_INSTRUCTION_. Please copy the items below word for word, leaving out the pictures.

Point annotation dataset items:
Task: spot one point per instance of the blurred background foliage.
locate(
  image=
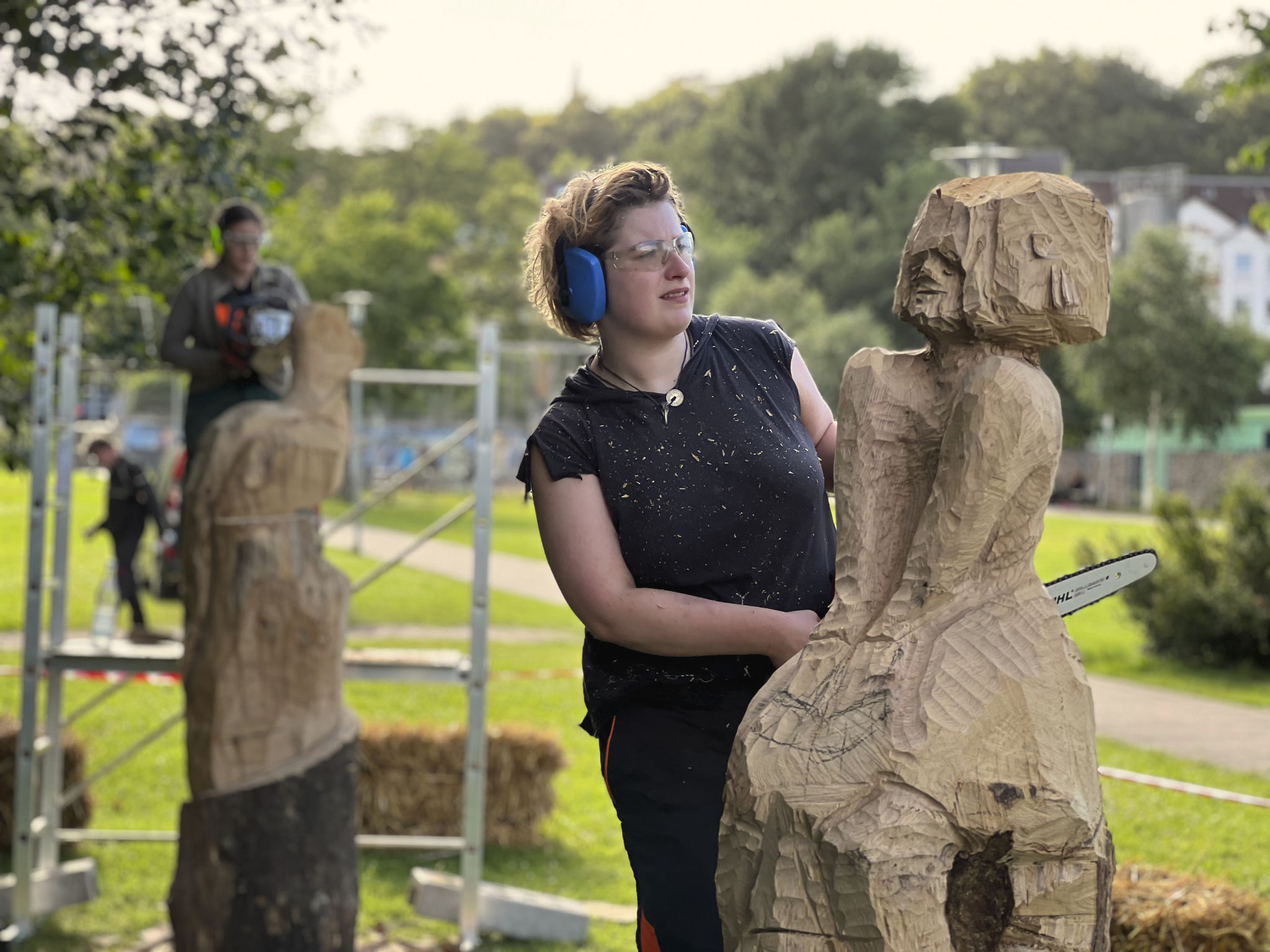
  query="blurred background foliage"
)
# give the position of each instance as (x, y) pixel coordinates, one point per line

_EXERCISE RESULT_.
Task: spot one point per instance of the blurred background foliage.
locate(
  image=
  query="blurred background foliage"
)
# give the position of each instance as (x, y) pixel coordinates, one point per line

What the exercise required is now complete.